SHORT EXERCISE » Here are some records; return them all exactly.

Start of SOURCE RECORDS

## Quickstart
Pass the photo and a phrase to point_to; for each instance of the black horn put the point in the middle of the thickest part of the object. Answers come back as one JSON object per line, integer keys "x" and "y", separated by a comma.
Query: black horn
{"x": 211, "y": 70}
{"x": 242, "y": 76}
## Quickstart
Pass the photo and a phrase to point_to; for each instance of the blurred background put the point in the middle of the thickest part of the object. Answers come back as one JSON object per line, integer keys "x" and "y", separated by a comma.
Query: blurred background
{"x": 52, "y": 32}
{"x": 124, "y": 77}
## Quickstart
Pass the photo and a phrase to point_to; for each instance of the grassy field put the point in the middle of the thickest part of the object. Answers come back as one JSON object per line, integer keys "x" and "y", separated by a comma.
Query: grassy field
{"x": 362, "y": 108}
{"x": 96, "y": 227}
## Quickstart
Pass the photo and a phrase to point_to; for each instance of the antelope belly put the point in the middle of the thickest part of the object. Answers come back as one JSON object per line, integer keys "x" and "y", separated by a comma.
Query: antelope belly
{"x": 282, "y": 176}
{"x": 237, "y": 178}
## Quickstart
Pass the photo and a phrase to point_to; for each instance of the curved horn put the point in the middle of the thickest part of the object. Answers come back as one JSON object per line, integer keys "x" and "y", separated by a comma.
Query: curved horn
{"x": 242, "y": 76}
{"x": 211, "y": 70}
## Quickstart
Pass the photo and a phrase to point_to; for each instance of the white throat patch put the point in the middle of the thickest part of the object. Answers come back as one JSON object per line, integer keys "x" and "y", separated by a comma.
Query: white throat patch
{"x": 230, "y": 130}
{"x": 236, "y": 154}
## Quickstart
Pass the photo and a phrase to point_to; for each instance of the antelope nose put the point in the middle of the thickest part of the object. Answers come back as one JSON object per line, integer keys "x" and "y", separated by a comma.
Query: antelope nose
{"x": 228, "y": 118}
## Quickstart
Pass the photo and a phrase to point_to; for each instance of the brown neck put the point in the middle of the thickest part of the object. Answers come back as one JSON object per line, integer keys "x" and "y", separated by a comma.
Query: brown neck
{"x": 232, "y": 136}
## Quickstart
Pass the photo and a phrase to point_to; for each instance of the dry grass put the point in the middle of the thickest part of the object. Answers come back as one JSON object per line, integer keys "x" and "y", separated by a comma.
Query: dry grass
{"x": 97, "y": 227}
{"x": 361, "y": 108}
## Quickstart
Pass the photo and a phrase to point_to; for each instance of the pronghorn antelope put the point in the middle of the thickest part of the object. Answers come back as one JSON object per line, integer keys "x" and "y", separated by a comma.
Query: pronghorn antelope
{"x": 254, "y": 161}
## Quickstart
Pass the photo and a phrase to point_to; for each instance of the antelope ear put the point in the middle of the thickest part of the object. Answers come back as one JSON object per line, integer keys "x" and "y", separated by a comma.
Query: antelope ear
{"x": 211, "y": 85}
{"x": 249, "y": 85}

End of SOURCE RECORDS

SOLUTION FOR THIS TASK »
## Quickstart
Pass the photo and a phrase to point_to; for each instance of the black horn put the point in the middle of the thickest part of the object. Answers come back as one JSON object per line, integer keys "x" and "y", separated by a comma.
Query: black horn
{"x": 211, "y": 70}
{"x": 242, "y": 76}
## Quickstart
Pass the photo and a phrase to point_to; for each instance of the blurred background put the point in the middle of the thickest part of the object. Answers come back as one JSON object per line, integer keys "x" and "y", separated by a comma.
Query: blurred background
{"x": 52, "y": 32}
{"x": 124, "y": 77}
## Quickstart
Pass the photo and a phrase to point_to; for each instance of the grassy field put the point in the middle of the thickest part of the object. Answers come back as one JSON object per line, integer keys "x" and "y", separated by a comma.
Query: grassy field
{"x": 362, "y": 108}
{"x": 96, "y": 227}
## Quickstart
Pass the photo and a phrase to point_to; for each instance of the antelope belly put the point in the middle of the thickest part of the object. Answers come back as one JSON object per line, integer keys "x" and "y", separated by a comma.
Query: antelope belly
{"x": 282, "y": 176}
{"x": 237, "y": 178}
## Quickstart
Pass the photo and a phrase to point_to; for each instance of the curved horn put the point in the middle of the thickest part of the object. Answers come back as one JSON object per line, integer keys "x" and "y", separated by a comma.
Query: curved horn
{"x": 242, "y": 76}
{"x": 211, "y": 70}
## Quickstart
Pass the photo and a phrase to point_to; for each instance of the white throat patch put the point in the middle of the thickest part of the object. Answers come back as one JSON object per line, integer keys "x" and "y", separated by a comma.
Query: white throat patch
{"x": 230, "y": 130}
{"x": 236, "y": 154}
## Quickstart
Pass the photo and a phrase to point_to; for each instance of the antelope nose put the point in the middle of the thickest part of the object. Answers come back as one JSON object per line, integer keys "x" and "y", separated by a comma.
Query: antelope nose
{"x": 228, "y": 118}
## Quickstart
Pass the photo and a phrase to point_to; for each instance of the brown neck put the point in the middle of the thickest part of the object. Answers come back as one JSON object per line, integer keys "x" and "y", separated by a comma.
Query: brown neck
{"x": 232, "y": 136}
## Quickstart
Pass the photo and a phrase to point_to; for each instance of the dry grass put the point in the middle of the thickest part of the object. Answers come back as one JSON object per line, integer keys "x" and "y", separated by a comma.
Query: dry grass
{"x": 97, "y": 227}
{"x": 361, "y": 108}
## Quickstart
Pass the photo and a phrase to point_to; for each instance of the pronghorn antelope put the point in the middle of the thickest part of the object. Answers come back as one JSON object per line, integer keys "x" and "y", separated by a comma.
Query: pronghorn antelope
{"x": 254, "y": 161}
## Quickstart
Pass the photo and a phrase to point_to; for each instance of the antelope ear put the point in the middle of the thickest part of the object. Answers come back as one JSON object per line, integer keys "x" and "y", separated by a comma.
Query: antelope ear
{"x": 211, "y": 85}
{"x": 249, "y": 85}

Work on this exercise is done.